*Available records:*
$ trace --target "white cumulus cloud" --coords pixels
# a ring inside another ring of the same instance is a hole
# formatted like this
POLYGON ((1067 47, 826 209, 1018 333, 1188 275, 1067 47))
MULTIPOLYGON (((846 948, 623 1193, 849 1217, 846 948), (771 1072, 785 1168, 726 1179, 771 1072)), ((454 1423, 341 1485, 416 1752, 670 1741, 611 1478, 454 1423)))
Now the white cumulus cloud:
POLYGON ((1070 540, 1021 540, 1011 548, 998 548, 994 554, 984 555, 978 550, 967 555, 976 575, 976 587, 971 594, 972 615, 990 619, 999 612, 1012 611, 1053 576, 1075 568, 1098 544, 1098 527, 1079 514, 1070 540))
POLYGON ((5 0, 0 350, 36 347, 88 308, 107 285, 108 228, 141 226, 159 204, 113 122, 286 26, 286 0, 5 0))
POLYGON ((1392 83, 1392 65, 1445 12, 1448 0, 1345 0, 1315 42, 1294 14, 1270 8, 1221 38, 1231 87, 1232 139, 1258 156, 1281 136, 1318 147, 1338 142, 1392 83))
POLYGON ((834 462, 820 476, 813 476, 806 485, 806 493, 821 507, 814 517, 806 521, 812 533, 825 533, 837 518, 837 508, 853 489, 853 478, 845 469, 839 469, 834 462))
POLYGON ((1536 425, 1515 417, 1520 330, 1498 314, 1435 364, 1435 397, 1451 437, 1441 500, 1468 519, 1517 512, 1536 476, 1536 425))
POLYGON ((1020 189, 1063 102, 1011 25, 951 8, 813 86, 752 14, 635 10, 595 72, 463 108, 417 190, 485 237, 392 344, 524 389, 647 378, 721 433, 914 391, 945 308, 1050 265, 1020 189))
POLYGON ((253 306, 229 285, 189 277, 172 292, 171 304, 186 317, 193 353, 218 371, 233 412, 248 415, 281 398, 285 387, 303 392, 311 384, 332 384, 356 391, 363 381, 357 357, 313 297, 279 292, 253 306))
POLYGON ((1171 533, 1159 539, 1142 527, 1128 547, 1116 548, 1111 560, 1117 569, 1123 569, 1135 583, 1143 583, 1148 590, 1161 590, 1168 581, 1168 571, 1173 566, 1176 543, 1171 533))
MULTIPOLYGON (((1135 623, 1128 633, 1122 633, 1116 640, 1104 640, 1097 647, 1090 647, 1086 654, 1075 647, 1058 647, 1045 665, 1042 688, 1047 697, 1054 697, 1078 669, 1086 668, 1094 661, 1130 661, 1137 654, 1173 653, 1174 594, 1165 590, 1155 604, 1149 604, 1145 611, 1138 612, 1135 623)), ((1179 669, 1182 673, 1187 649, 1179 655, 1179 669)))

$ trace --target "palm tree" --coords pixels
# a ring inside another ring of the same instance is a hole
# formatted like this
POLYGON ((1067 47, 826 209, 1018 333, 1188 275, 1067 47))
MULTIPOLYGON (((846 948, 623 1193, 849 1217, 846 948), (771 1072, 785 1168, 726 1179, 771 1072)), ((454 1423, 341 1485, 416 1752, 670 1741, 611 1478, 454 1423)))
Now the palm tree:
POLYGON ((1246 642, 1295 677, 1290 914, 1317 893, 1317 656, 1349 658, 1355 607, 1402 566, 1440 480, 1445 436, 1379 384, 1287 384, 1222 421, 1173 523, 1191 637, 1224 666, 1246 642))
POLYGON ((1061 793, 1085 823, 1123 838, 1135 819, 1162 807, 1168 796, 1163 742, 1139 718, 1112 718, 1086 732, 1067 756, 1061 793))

*Exercise details:* Set down the whole of the data, exactly as it stands.

*Answer for this exercise:*
$ trace --target "white cumulus cloud" --coords pixels
# a ring inside another ring of the same instance is a hole
# formatted like this
POLYGON ((1067 47, 826 209, 1018 333, 1188 275, 1067 47))
MULTIPOLYGON (((846 948, 623 1193, 849 1217, 846 948), (771 1072, 785 1168, 726 1179, 771 1072)), ((454 1423, 341 1485, 416 1752, 670 1741, 611 1478, 454 1423)))
Now the white cumulus cloud:
POLYGON ((1070 540, 1021 540, 1011 548, 998 548, 994 554, 984 555, 978 550, 967 555, 976 575, 976 587, 971 594, 972 615, 990 619, 999 612, 1012 611, 1053 576, 1075 568, 1098 544, 1098 527, 1079 514, 1070 540))
POLYGON ((5 0, 0 350, 36 347, 88 308, 107 285, 108 228, 141 226, 159 204, 113 122, 286 26, 286 0, 5 0))
POLYGON ((1392 83, 1392 65, 1445 12, 1448 0, 1345 0, 1315 42, 1294 14, 1270 8, 1221 38, 1231 87, 1232 139, 1258 156, 1281 136, 1318 147, 1338 142, 1392 83))
POLYGON ((834 462, 820 476, 813 476, 806 485, 806 493, 821 507, 814 517, 806 521, 812 533, 825 533, 837 518, 837 508, 853 489, 853 478, 845 469, 839 469, 834 462))
POLYGON ((1536 425, 1515 417, 1520 330, 1498 314, 1435 364, 1435 397, 1451 437, 1441 500, 1468 519, 1517 512, 1536 476, 1536 425))
POLYGON ((1020 189, 1063 102, 1011 25, 951 8, 813 86, 752 14, 635 10, 595 72, 463 108, 417 190, 485 237, 392 344, 524 389, 647 378, 721 433, 914 391, 945 308, 1050 265, 1020 189))
POLYGON ((253 306, 229 285, 189 277, 172 292, 171 304, 186 317, 193 353, 218 371, 233 412, 248 415, 281 398, 285 387, 303 392, 311 384, 332 384, 356 391, 363 381, 357 357, 313 297, 279 292, 253 306))
POLYGON ((1171 533, 1159 539, 1142 527, 1128 547, 1116 548, 1111 560, 1117 569, 1123 569, 1135 583, 1143 583, 1148 590, 1161 590, 1168 581, 1168 571, 1173 566, 1176 543, 1171 533))
MULTIPOLYGON (((1135 623, 1128 633, 1122 633, 1116 640, 1104 640, 1097 647, 1090 647, 1086 654, 1075 647, 1058 647, 1045 665, 1042 688, 1047 697, 1054 697, 1078 669, 1086 668, 1094 661, 1130 661, 1137 654, 1173 653, 1174 594, 1165 590, 1155 604, 1149 604, 1145 611, 1138 612, 1135 623)), ((1179 669, 1182 673, 1187 649, 1179 655, 1179 669)))

$ trace --target "palm tree" --coords pixels
# a ring inside another ring of the same instance is a hole
# formatted like this
POLYGON ((1067 47, 826 209, 1018 333, 1188 275, 1067 47))
MULTIPOLYGON (((846 948, 623 1193, 849 1217, 846 948), (771 1072, 785 1168, 726 1179, 771 1072)), ((454 1423, 341 1485, 416 1752, 670 1741, 611 1478, 454 1423)))
Now the palm tree:
POLYGON ((1246 642, 1295 677, 1290 914, 1317 893, 1317 656, 1349 658, 1355 607, 1402 566, 1440 480, 1445 436, 1379 384, 1287 384, 1222 421, 1173 523, 1191 637, 1224 666, 1246 642))
POLYGON ((1061 793, 1085 823, 1123 838, 1135 819, 1162 807, 1168 796, 1163 742, 1139 718, 1112 718, 1086 732, 1067 756, 1061 793))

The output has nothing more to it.